### Pedido de tarefa A
No texto sobre a vontade de comer carboidratos no inverno, de qual equipe científica faz parte a nutricionista Larissa Martins?
### Pedido de tarefa B
Escreva a continuação do texto sobre o aumento do apetite no inverno, começando logo após a última frase apresentada.

Segundo nutricionista, no inverno cresce o desejo por alimentos ricos em carboidratos
(Imagem: Busra Yurt / Pexels)
Com a queda das temperaturas, cresce também a vontade de consumir alimentos como massas, pães, chocolates e outras opções mais calóricas. Embora muita gente atribua esse comportamento apenas ao frio, especialistas afirmam que a explicação envolve uma combinação de fatores hormonais, metabólicos e até emocionais.
Segundo a nutricionista Larissa Martins, da equipe científica da WebDiet, a menor exposição à luz solar durante o inverno interfere na produção de neurotransmissores relacionados ao humor e ao bem-estar, favorecendo o desejo por alimentos ricos em carboidratos.
"O inverno costuma aumentar a procura pelas chamadas comfort foods, alimentos quentes e ricos em gorduras e carboidratos, que proporcionam sensação de prazer e acolhimento. Além disso, algumas alterações hormonais, como mudanças na leptina, podem favorecer o aumento do apetite em determinadas situações", explica.

### Registros de dados armazenados

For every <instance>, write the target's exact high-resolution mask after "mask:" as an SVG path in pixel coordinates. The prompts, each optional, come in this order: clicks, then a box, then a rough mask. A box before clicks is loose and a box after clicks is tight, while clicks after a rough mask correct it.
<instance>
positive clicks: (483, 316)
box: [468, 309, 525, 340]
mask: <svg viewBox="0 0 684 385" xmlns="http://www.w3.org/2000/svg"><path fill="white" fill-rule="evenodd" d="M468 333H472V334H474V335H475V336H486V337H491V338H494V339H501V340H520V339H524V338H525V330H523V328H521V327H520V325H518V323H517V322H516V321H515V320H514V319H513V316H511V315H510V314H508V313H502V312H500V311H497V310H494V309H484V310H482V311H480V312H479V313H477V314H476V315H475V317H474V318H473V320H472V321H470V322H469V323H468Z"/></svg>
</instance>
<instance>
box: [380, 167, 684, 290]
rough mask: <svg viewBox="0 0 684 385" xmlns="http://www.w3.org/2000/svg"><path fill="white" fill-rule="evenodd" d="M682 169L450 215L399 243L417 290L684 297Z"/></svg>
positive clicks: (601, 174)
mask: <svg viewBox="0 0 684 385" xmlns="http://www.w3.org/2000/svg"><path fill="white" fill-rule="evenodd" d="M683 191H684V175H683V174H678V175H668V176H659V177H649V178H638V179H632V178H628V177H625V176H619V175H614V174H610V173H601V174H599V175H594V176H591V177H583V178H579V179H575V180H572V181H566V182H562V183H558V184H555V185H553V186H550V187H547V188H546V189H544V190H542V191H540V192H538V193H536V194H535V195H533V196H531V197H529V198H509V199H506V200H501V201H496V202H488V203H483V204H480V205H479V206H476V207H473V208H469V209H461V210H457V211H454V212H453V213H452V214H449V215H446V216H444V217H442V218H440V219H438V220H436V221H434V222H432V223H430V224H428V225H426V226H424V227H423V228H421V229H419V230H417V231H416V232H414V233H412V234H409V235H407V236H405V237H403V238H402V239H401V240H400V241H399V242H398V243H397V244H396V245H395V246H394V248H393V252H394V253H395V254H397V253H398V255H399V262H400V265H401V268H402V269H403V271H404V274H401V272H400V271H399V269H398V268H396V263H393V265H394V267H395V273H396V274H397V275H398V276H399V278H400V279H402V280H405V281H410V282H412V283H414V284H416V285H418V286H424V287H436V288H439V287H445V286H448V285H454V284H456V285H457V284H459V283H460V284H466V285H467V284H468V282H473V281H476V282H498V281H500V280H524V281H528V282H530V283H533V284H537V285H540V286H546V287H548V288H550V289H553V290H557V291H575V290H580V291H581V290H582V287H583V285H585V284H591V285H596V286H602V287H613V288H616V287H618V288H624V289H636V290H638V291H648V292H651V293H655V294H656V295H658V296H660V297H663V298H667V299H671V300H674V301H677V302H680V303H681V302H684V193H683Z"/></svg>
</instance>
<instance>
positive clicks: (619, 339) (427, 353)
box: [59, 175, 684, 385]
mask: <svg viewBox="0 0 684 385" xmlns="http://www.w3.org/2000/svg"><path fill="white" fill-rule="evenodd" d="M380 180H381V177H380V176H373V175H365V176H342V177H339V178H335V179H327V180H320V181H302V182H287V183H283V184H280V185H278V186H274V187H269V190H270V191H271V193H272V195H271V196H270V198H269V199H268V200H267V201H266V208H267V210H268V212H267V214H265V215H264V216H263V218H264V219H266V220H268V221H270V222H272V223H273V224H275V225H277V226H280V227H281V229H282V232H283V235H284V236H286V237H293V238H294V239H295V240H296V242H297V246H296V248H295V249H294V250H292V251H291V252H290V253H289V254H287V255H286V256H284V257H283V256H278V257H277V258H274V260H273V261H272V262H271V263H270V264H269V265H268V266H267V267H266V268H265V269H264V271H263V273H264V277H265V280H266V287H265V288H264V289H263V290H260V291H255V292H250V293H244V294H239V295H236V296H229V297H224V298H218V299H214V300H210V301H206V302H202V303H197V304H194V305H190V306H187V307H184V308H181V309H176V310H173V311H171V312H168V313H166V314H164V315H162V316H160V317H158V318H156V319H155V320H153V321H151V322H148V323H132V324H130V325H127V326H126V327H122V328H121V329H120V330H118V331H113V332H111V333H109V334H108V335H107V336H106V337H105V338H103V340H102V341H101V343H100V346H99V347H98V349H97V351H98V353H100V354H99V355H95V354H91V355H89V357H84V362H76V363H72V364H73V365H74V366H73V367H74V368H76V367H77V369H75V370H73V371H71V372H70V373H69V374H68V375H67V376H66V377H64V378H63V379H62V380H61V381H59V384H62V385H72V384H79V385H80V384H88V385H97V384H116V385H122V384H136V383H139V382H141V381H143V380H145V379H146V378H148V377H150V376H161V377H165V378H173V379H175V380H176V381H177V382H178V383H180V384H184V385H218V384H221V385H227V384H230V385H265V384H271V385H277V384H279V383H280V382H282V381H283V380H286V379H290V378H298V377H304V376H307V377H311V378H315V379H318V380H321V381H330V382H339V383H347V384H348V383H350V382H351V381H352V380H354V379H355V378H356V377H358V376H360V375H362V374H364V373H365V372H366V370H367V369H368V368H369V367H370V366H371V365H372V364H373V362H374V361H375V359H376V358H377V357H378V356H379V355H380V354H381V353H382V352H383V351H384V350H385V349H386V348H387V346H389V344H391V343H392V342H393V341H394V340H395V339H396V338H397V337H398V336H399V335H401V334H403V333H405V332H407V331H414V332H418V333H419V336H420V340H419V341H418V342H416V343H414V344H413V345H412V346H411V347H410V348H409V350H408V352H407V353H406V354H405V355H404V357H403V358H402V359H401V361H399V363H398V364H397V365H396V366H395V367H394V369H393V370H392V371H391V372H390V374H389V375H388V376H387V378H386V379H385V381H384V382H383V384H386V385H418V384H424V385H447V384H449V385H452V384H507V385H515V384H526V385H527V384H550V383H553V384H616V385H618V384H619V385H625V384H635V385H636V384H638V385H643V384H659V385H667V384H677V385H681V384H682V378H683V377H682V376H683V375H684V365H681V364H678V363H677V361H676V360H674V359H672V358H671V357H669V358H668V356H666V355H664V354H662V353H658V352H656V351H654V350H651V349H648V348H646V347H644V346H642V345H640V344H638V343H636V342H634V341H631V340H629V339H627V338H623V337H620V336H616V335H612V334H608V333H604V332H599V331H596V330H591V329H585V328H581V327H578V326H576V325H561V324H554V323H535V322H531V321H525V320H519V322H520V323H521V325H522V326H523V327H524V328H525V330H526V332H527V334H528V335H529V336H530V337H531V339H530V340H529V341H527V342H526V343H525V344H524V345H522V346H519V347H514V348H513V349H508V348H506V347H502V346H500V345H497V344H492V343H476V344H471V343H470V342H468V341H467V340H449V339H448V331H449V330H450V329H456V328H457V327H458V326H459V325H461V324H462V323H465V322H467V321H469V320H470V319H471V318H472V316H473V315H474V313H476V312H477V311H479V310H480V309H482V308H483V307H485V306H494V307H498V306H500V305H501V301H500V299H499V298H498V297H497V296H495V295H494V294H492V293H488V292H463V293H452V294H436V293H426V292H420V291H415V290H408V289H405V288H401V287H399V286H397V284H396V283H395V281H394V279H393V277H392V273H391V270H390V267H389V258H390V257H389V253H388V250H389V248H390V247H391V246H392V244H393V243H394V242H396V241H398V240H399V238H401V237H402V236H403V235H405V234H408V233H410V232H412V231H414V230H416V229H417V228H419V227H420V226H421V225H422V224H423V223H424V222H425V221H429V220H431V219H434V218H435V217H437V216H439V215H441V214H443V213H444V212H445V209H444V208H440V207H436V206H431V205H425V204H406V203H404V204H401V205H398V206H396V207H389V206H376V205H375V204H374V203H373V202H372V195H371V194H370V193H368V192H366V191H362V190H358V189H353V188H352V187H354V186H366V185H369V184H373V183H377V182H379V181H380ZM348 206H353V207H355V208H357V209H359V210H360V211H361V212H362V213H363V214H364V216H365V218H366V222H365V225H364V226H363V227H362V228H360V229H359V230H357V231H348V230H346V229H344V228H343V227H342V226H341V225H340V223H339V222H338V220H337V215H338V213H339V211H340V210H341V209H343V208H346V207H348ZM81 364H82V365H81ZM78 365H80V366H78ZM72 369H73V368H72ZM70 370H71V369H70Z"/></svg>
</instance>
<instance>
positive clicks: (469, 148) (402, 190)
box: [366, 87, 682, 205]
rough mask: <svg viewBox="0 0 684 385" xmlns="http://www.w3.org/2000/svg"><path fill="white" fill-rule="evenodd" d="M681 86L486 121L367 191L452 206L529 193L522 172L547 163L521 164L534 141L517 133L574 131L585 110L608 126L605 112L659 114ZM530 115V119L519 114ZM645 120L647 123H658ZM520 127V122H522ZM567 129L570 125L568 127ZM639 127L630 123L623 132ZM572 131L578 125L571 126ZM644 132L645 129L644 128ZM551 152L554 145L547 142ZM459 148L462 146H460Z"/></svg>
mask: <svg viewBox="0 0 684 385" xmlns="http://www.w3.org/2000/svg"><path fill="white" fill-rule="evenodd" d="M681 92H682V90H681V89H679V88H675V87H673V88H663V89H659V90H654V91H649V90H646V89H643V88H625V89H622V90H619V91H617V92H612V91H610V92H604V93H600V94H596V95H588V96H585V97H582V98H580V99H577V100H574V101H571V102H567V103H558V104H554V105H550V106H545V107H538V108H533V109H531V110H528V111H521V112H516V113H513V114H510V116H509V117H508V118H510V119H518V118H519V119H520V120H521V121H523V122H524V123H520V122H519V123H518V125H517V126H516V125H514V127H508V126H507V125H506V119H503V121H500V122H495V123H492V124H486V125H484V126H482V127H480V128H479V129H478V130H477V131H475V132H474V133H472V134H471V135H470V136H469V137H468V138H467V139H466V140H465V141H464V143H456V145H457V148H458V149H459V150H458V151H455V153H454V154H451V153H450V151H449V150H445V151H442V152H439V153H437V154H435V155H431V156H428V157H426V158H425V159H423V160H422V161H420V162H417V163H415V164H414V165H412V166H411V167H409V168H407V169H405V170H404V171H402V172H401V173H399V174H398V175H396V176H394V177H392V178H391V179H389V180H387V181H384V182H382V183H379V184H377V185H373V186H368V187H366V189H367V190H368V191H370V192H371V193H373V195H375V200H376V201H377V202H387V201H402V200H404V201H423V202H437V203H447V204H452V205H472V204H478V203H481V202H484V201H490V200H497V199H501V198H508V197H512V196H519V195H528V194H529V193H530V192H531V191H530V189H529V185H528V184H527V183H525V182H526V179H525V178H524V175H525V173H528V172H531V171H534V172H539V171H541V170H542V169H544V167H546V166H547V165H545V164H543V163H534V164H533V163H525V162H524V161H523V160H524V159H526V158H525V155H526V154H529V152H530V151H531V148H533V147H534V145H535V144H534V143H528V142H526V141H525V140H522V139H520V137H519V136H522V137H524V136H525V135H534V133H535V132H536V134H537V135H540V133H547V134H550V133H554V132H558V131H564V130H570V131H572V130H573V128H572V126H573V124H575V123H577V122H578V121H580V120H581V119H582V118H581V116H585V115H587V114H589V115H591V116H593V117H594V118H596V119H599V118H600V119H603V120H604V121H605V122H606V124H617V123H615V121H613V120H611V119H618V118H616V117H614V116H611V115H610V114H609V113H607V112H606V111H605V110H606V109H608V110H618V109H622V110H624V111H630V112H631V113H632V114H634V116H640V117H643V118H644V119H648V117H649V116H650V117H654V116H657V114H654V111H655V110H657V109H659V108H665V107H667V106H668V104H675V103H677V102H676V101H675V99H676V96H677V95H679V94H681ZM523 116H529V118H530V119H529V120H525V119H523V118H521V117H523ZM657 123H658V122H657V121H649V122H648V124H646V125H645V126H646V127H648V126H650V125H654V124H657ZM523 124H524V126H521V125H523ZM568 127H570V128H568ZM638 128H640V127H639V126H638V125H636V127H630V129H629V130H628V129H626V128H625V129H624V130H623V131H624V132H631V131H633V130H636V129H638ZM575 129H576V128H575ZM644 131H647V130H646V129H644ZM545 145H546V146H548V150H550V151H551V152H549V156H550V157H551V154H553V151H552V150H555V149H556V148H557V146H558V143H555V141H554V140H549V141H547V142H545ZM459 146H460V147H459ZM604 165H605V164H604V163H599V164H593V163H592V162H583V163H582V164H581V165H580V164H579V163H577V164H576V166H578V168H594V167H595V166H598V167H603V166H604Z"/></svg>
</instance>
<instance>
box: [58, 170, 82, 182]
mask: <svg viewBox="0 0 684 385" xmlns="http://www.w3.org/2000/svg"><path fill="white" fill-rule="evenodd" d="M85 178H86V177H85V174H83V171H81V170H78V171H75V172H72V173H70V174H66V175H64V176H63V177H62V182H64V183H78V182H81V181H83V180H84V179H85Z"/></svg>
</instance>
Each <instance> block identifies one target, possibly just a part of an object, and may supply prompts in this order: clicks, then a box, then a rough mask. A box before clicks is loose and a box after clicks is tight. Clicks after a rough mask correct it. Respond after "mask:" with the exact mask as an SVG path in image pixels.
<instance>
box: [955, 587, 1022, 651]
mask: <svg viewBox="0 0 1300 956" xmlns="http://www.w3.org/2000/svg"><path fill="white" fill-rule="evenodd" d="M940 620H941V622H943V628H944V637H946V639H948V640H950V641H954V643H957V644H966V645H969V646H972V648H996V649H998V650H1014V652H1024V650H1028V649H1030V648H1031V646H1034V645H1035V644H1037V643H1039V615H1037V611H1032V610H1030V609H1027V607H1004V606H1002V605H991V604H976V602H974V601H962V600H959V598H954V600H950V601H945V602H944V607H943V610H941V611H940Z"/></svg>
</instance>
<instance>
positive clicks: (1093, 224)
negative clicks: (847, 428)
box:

### Resposta A
Ela faz parte da equipe científica da WebDiet.

### Resposta B
O papel da serotonina
Os dias mais curtos e a redução da luminosidade podem afetar a atividade da serotonina, neurotransmissor ligado à sensação de bem-estar, ao humor e ao sono. Em algumas pessoas, esse cenário favorece sintomas como desânimo, fadiga e maior desejo por alimentos energéticos.
Isso acontece porque o consumo de carboidratos estimula a liberação de insulina, processo que aumenta a disponibilidade do aminoácido triptofano para o cérebro. O triptofano é a matéria-prima utilizada na produção de serotonina, o que ajuda a explicar a sensação de conforto proporcionada por alimentos como massas, pães e doces.
Apesar desse efeito, os especialistas alertam que recorrer com frequência a esse mecanismo pode favorecer excessos alimentares e ganho de peso ao longo da estação.
O frio faz o corpo gastar muito mais energia?
A crença de que o organismo queima muito mais calorias no inverno também não corresponde totalmente à realidade.
Embora a exposição ao frio realmente aumente o gasto energético, esse efeito costuma ser discreto na rotina da maioria das pessoas. Isso porque grande parte do tempo é passada em ambientes fechados, com roupas adequadas ou climatização, reduzindo o esforço do organismo para manter a temperatura corporal.
Para Larissa Martins, esse é um dos principais equívocos da estação.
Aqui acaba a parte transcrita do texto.